─── RECORDS SHOWN ───

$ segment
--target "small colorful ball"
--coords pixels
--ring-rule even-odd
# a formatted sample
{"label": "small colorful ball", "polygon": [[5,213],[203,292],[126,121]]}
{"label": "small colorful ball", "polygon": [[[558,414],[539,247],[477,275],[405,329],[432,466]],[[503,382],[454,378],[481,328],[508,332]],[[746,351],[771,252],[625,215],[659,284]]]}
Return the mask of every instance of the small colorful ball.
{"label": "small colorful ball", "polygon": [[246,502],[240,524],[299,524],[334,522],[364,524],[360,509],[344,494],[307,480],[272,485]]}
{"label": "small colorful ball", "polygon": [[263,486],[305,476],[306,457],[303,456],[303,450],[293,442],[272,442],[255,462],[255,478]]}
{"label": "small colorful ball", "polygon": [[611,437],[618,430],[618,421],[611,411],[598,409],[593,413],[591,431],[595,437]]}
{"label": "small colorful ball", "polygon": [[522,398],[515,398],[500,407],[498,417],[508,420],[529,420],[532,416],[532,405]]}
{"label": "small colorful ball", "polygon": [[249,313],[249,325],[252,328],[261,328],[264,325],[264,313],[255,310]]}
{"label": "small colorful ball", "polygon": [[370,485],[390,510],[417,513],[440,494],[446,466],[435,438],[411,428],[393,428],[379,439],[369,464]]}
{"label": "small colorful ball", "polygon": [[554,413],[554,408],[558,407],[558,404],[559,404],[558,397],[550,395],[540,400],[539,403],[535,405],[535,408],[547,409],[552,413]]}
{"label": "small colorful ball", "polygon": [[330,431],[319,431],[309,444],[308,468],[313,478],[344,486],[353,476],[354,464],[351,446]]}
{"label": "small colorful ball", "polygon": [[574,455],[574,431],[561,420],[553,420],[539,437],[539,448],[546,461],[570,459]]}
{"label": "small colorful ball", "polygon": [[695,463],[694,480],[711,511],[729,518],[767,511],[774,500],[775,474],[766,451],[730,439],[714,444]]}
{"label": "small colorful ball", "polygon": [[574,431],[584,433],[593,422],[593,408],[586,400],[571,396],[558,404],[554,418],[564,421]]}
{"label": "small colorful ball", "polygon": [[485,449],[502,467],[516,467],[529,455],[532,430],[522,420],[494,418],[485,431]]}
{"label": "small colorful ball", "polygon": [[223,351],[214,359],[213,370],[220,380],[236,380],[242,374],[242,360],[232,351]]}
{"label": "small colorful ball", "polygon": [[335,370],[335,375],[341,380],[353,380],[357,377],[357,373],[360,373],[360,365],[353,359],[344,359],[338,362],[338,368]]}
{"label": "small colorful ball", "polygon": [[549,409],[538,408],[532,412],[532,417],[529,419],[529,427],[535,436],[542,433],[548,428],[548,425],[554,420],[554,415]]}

───
─── RECORDS SHOWN ───

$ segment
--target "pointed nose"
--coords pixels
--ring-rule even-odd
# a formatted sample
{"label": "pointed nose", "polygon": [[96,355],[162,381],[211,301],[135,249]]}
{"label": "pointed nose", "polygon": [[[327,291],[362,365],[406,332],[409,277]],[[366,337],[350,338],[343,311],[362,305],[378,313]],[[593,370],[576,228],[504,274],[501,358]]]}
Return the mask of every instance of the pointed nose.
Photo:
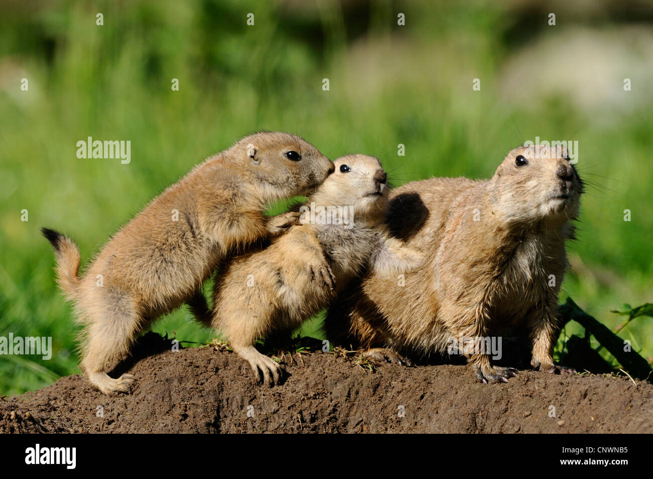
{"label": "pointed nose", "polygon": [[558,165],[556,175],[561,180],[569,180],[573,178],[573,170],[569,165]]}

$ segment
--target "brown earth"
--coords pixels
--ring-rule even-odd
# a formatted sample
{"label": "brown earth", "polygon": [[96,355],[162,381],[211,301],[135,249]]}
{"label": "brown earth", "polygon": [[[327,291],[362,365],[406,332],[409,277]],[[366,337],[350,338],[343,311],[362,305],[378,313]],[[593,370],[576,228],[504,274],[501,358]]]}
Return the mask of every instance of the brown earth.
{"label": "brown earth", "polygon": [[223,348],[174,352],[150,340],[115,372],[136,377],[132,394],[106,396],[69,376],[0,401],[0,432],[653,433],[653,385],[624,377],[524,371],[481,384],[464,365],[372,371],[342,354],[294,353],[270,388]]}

───
─── RECORDS SHOWN ───

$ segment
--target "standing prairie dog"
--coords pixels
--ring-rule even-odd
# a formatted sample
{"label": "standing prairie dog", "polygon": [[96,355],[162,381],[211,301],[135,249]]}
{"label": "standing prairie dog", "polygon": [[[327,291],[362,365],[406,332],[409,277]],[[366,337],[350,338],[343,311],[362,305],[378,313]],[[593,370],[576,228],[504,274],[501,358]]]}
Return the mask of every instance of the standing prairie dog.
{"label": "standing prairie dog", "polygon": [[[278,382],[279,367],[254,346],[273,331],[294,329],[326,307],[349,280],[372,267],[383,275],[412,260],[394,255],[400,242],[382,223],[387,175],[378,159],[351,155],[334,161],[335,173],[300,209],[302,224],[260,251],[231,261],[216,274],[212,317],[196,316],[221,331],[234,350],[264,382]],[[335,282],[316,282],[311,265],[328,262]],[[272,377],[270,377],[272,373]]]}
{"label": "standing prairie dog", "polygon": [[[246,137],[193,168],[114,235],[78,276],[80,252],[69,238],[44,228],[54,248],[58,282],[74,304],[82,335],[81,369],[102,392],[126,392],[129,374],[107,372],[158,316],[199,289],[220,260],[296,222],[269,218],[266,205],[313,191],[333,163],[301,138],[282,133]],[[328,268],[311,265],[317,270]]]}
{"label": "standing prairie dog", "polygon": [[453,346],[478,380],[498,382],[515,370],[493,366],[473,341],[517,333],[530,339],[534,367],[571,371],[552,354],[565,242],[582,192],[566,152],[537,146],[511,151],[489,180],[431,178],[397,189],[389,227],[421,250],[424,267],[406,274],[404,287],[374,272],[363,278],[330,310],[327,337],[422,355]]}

───

== PROBLEM TO WORK ON ==
Return each line above in which the string "mask" appears, copied in full and without change.

== THE RESPONSE ==
Return the mask of every instance of the small colorful ball.
Return the mask of every instance of the pointed nose.
Return the mask of every instance of the brown earth.
Return the mask of every instance of the standing prairie dog.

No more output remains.